BEGIN Stored rows
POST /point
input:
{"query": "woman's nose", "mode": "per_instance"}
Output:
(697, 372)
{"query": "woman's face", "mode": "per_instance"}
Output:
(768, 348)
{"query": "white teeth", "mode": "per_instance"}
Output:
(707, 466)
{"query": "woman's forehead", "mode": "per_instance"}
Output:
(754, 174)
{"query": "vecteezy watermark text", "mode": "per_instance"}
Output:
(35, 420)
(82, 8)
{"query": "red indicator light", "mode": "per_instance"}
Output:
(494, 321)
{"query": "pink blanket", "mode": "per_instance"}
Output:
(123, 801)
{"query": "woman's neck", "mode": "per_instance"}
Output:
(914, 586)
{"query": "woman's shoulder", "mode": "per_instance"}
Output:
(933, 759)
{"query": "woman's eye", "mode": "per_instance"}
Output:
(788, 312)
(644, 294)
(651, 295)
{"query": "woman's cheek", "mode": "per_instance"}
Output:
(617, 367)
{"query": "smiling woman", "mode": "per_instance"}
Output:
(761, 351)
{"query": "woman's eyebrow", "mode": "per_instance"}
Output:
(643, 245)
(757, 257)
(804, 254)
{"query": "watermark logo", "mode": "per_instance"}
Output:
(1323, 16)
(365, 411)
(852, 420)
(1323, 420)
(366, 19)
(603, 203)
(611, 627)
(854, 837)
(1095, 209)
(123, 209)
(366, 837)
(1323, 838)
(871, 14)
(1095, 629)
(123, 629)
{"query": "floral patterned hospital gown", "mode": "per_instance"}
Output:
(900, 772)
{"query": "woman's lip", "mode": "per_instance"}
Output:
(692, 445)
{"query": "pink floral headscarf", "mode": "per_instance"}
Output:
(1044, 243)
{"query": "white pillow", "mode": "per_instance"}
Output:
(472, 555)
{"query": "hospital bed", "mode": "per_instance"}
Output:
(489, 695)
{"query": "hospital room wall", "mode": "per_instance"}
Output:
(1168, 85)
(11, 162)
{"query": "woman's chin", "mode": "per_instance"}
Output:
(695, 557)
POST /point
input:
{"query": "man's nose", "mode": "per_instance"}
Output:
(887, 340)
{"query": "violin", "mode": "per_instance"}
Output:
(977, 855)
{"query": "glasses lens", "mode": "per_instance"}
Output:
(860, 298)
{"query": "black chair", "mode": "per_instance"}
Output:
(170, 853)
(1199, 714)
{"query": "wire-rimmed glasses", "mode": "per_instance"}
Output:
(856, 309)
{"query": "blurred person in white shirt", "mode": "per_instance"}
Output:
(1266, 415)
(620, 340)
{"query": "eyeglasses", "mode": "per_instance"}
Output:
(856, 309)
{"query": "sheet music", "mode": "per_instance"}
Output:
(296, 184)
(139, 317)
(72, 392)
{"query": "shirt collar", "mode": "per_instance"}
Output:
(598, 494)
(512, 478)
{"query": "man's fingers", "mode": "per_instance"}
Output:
END Stored rows
- **What is expected**
Above are the records; retype every one exactly.

- **Full output**
POST /point
input:
{"query": "woman's nose", "mode": "per_instance"}
Output:
(697, 372)
{"query": "woman's face", "mode": "per_instance"}
Output:
(768, 348)
{"query": "white teeth", "mode": "per_instance"}
Output:
(707, 466)
{"query": "woman's forehead", "mode": "per_instance"}
Output:
(754, 174)
{"query": "vecteezy watermark text", "mode": "per_instance"}
Output:
(35, 420)
(82, 8)
{"query": "red indicator light", "mode": "per_instance"}
Output:
(494, 321)
{"query": "pink blanket", "mode": "per_instance"}
Output:
(123, 801)
{"query": "woman's neck", "mode": "per_instance"}
Output:
(914, 586)
{"query": "woman's shoulder", "mode": "per_instance"}
Output:
(933, 759)
{"query": "woman's eye", "mode": "per_instance"}
Output:
(788, 312)
(644, 294)
(651, 295)
{"query": "woman's cheek", "mode": "per_instance"}
Output:
(617, 367)
{"query": "smiling woman", "mode": "per_instance"}
Output:
(761, 351)
{"query": "woman's eyebrow", "mode": "per_instance"}
Output:
(643, 245)
(757, 257)
(804, 254)
{"query": "watermark logo", "mode": "per_instance"}
Output:
(1323, 16)
(365, 411)
(852, 420)
(1323, 420)
(366, 19)
(603, 203)
(611, 627)
(854, 837)
(1095, 209)
(123, 209)
(366, 837)
(1323, 838)
(871, 14)
(1095, 629)
(123, 629)
{"query": "floral patterned hospital gown", "mode": "per_instance"}
Output:
(900, 772)
{"query": "woman's lip", "mode": "per_instance"}
Output:
(692, 445)
{"query": "pink floral headscarf", "mode": "per_instance"}
Output:
(1044, 243)
{"query": "white pillow", "mode": "per_instance"}
Output:
(472, 555)
{"query": "hospital bed", "mode": "per_instance"}
Output:
(489, 695)
{"query": "hospital room wall", "mode": "per_instance"}
Output:
(1168, 85)
(11, 162)
{"query": "woman's chin", "mode": "per_instance"}
Output:
(695, 557)
POST /point
input:
{"query": "man's nose", "mode": "per_instance"}
Output:
(887, 340)
{"query": "violin", "mode": "per_instance"}
Output:
(977, 855)
{"query": "glasses lens", "mode": "per_instance"}
Output:
(860, 298)
{"query": "black chair", "mode": "per_instance"}
Output:
(170, 853)
(1199, 714)
{"query": "wire-rimmed glasses", "mode": "per_instance"}
Output:
(856, 309)
{"query": "blurred person in white shirt", "mode": "per_instance"}
Output:
(1266, 415)
(620, 340)
{"query": "eyeglasses", "mode": "per_instance"}
Output:
(856, 309)
{"query": "sheet music", "mode": "per_instance"}
Output:
(296, 184)
(139, 317)
(72, 392)
{"query": "shirt collar", "mode": "per_instance"}
Output:
(598, 494)
(512, 478)
{"query": "man's fingers", "mode": "per_instance"}
Output:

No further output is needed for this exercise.